_Work instruction_. Copy out, from the data below, each line in which the word "mark" occurs.
--- Material to process ---
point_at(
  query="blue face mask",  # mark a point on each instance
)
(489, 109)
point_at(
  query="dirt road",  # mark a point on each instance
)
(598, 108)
---
_Result for this task_.
  query="blue face mask",  # mark a point on each instance
  query="dirt road",  # mark a point on each instance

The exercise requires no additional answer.